_Source:_
* * * * *
FLIGHT – Edinburgh International Festival ★★★★★

In Edinburgh Festival, Festivals, International, Plays, Regional theatre, Reviews, Scotland by Thom DibdinLeave a Comment

★★★★★
Church Hill Theatre, Edinburgh – until 27 August 2017
Guest reviewer: Dylan Taylor

Vox Motus’ Flight is an emotional and powerful work of art – an experience like no other that stays with you long after leaving Edinburgh’s Church Hill Theatre.

Based on the novel Hinterland by Caroline Brothers, Flight tells the story of Kabir (Nalini Chetty) and Aryan (Farshid Rokey), two young refugees who must journey across Europe after being forced to flee the Taliban in their home country of Afghanistan. Their goal is England, where they hope to join the nephew of the tailor from their village.

What makes this such a unique piece of theatre is that there is no theatre at all. The action, which lasts approximately 45 minutes, takes place directly in front of you, through the use of an innovative piece of storytelling technology.

The audience members take individual, self-enclosed seats in front of a wall installation that continues to revolve throughout the entire performance, revealing panels that light up as the story progresses. There are no physical actors; only voice and music are used, and the story is told using small character models, arranged, with the corresponding scenery, within the hollow panels of the installation.
* * * * *
_Listed entries:_
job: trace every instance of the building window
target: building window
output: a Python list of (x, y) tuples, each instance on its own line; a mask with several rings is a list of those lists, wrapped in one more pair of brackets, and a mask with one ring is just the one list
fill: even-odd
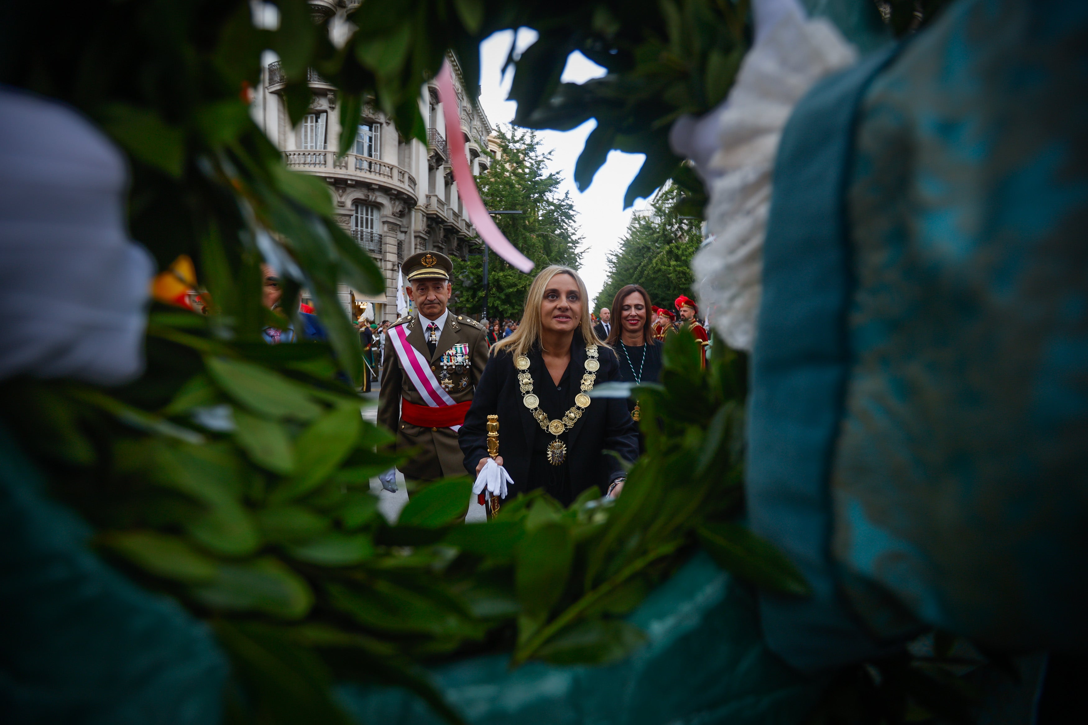
[(382, 157), (381, 132), (381, 124), (359, 124), (359, 130), (355, 135), (355, 152), (360, 157), (380, 159)]
[(324, 113), (307, 113), (302, 116), (302, 138), (299, 146), (307, 151), (326, 148)]
[(382, 253), (382, 235), (378, 230), (378, 207), (355, 202), (351, 214), (351, 236), (359, 246), (372, 254)]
* * * * *
_Work to complete:_
Using the Flight review above, explain why the reviewer calls the production such a unique piece of theatre. Answer in one to three sentences.

_Right answer:_
The reviewer calls it unique because "there is no theatre at all." The roughly 45-minute story unfolds directly in front of each audience member through a revolving wall installation whose panels light up as the story progresses. There are no physical actors, only voice, music and small character models set with scenery inside the installation's hollow panels.